• WHAT YOU HAVE TO DO: Which lines belong in your copy? Those from the start of the data through the line with "586, row 342.", exactly as written, without any pictures.

• ENTRIES SHOWN:
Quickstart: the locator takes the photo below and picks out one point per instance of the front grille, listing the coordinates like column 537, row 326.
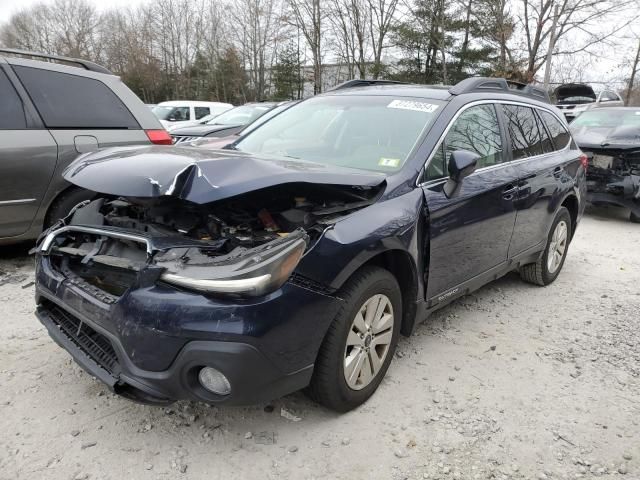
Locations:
column 183, row 139
column 91, row 342
column 305, row 282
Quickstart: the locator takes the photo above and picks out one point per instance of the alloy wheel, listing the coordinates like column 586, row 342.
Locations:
column 557, row 247
column 368, row 341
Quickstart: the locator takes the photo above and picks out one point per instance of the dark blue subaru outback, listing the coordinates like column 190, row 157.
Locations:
column 296, row 256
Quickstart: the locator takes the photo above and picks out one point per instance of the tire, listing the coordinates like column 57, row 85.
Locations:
column 329, row 385
column 544, row 271
column 62, row 205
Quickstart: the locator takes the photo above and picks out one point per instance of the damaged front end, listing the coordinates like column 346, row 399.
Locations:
column 244, row 246
column 613, row 177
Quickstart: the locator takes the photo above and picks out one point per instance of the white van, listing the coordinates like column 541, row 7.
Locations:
column 179, row 112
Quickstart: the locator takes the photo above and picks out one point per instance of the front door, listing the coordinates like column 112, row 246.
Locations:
column 27, row 161
column 469, row 233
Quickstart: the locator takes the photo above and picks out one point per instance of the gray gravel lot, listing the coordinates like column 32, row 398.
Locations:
column 514, row 381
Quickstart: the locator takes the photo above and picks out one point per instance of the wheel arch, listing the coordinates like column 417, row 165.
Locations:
column 571, row 203
column 403, row 267
column 60, row 196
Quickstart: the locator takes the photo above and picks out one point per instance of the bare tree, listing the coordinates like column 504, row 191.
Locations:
column 256, row 35
column 632, row 77
column 576, row 18
column 308, row 17
column 351, row 20
column 382, row 20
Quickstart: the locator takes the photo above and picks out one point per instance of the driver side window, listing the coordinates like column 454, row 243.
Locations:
column 476, row 130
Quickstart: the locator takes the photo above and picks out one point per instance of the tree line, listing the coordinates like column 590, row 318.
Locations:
column 251, row 50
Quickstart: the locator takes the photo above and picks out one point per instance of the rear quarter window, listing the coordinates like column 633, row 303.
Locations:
column 559, row 134
column 11, row 109
column 71, row 101
column 526, row 138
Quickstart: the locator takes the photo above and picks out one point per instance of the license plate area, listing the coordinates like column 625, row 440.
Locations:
column 602, row 161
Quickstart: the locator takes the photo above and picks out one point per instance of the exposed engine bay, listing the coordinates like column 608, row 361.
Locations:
column 247, row 244
column 614, row 172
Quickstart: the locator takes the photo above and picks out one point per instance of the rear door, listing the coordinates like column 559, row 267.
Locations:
column 469, row 234
column 540, row 158
column 28, row 156
column 82, row 113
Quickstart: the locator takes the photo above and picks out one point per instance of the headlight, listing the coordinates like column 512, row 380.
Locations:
column 250, row 272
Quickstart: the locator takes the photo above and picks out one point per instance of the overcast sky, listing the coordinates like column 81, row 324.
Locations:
column 7, row 7
column 605, row 67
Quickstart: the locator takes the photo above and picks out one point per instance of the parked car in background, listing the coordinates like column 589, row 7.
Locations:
column 574, row 98
column 228, row 123
column 51, row 110
column 227, row 140
column 298, row 257
column 610, row 137
column 179, row 112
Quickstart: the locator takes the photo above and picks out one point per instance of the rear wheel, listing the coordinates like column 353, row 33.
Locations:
column 360, row 343
column 548, row 266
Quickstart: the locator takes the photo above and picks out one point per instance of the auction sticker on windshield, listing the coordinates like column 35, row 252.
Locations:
column 413, row 105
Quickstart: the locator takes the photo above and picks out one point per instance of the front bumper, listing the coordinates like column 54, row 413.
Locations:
column 151, row 343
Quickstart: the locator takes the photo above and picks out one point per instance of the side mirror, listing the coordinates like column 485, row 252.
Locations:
column 462, row 163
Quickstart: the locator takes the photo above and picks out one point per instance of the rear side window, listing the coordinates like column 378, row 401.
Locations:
column 11, row 109
column 476, row 130
column 558, row 133
column 547, row 144
column 526, row 138
column 71, row 101
column 201, row 112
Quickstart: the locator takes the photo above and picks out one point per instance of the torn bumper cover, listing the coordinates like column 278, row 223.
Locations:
column 613, row 177
column 146, row 327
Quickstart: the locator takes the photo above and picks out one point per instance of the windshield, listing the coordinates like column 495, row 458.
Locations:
column 601, row 118
column 172, row 114
column 264, row 118
column 240, row 115
column 368, row 132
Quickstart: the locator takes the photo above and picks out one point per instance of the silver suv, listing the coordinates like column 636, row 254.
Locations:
column 53, row 109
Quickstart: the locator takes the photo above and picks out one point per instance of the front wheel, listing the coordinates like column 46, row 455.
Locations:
column 360, row 342
column 547, row 268
column 634, row 217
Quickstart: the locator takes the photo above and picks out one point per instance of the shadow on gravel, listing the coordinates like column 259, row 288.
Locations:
column 15, row 251
column 608, row 213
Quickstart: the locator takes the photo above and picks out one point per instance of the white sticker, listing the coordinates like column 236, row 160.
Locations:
column 413, row 105
column 389, row 162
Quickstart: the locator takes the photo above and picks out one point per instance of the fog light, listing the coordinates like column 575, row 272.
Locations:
column 214, row 381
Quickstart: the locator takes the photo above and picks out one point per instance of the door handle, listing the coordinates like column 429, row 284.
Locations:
column 509, row 192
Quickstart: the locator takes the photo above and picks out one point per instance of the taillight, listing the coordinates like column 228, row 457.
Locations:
column 159, row 137
column 584, row 160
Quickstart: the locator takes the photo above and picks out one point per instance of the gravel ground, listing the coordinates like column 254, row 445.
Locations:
column 514, row 381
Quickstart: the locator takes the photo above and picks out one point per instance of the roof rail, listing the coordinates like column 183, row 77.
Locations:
column 87, row 65
column 364, row 83
column 486, row 84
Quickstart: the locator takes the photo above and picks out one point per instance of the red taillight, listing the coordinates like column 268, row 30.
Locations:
column 584, row 160
column 159, row 137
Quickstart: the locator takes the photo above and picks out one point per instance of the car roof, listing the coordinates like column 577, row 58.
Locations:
column 190, row 103
column 473, row 88
column 436, row 92
column 616, row 109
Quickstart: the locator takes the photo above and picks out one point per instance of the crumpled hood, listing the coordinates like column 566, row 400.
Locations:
column 200, row 130
column 574, row 90
column 604, row 136
column 199, row 175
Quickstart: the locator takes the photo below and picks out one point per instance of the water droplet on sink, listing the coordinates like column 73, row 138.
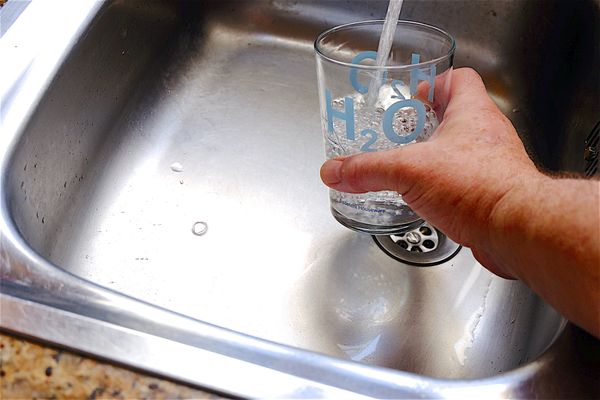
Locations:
column 199, row 228
column 177, row 167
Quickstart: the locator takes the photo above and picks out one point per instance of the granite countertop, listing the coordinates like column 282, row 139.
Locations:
column 30, row 370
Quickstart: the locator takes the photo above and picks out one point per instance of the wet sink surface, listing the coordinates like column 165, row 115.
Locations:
column 172, row 114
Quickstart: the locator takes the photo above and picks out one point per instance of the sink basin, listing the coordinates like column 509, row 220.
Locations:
column 161, row 203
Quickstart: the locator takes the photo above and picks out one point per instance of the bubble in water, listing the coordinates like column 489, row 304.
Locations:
column 199, row 228
column 176, row 167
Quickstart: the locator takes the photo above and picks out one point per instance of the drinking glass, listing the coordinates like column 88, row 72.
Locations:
column 369, row 108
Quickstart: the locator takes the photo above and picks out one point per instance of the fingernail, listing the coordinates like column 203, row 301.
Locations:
column 331, row 173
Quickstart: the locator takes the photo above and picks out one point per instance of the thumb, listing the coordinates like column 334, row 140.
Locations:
column 368, row 172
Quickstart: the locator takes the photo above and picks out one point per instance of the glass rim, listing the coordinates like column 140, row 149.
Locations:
column 337, row 28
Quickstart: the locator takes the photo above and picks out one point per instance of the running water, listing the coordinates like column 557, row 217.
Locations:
column 385, row 46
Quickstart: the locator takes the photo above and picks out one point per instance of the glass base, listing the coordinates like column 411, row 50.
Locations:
column 375, row 229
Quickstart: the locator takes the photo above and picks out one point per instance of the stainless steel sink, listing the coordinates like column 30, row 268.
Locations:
column 161, row 203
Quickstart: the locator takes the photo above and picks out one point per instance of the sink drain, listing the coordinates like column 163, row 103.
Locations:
column 423, row 246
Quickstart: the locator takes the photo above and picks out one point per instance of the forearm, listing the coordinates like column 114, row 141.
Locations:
column 548, row 233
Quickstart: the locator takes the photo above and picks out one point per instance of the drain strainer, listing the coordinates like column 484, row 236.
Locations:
column 423, row 246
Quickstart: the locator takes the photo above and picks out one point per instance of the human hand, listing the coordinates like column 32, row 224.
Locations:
column 455, row 180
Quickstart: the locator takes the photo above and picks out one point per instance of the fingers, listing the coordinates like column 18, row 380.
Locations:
column 467, row 94
column 387, row 170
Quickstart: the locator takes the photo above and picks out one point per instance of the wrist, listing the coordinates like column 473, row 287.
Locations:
column 512, row 222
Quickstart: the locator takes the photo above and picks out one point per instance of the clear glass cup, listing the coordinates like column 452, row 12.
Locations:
column 366, row 108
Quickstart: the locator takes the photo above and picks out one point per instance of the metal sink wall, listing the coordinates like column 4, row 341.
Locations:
column 92, row 201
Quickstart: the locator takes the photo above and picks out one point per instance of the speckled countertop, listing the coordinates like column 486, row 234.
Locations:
column 29, row 370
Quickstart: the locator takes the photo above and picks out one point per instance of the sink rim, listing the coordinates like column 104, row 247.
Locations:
column 28, row 280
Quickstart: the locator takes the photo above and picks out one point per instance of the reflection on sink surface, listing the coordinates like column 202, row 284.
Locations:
column 169, row 114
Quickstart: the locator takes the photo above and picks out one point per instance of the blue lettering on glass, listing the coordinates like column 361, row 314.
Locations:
column 417, row 75
column 373, row 137
column 395, row 83
column 388, row 121
column 347, row 115
column 363, row 55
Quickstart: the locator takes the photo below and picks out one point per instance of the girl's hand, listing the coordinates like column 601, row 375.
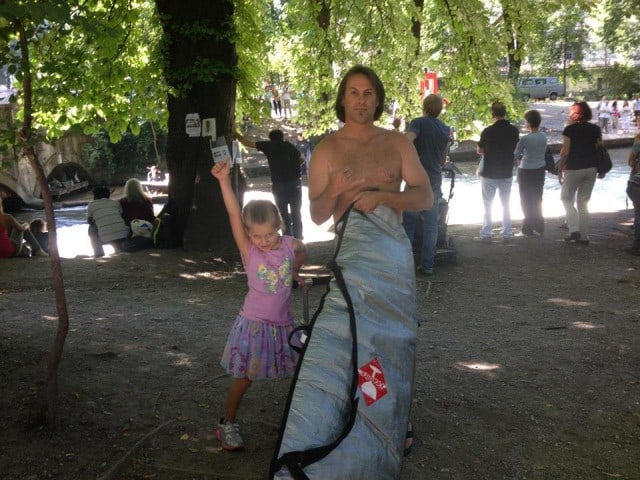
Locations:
column 221, row 170
column 300, row 280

• SOLUTION BELOW:
Quickstart: the locator takes the photo below and picks out one point per instance of the front grille, listing the coordinates like column 537, row 326.
Locations:
column 183, row 139
column 91, row 342
column 305, row 282
Quickstart: the locator takes the photo above and picks out one point per instance of the alloy wheel, listing the coordinates like column 586, row 342.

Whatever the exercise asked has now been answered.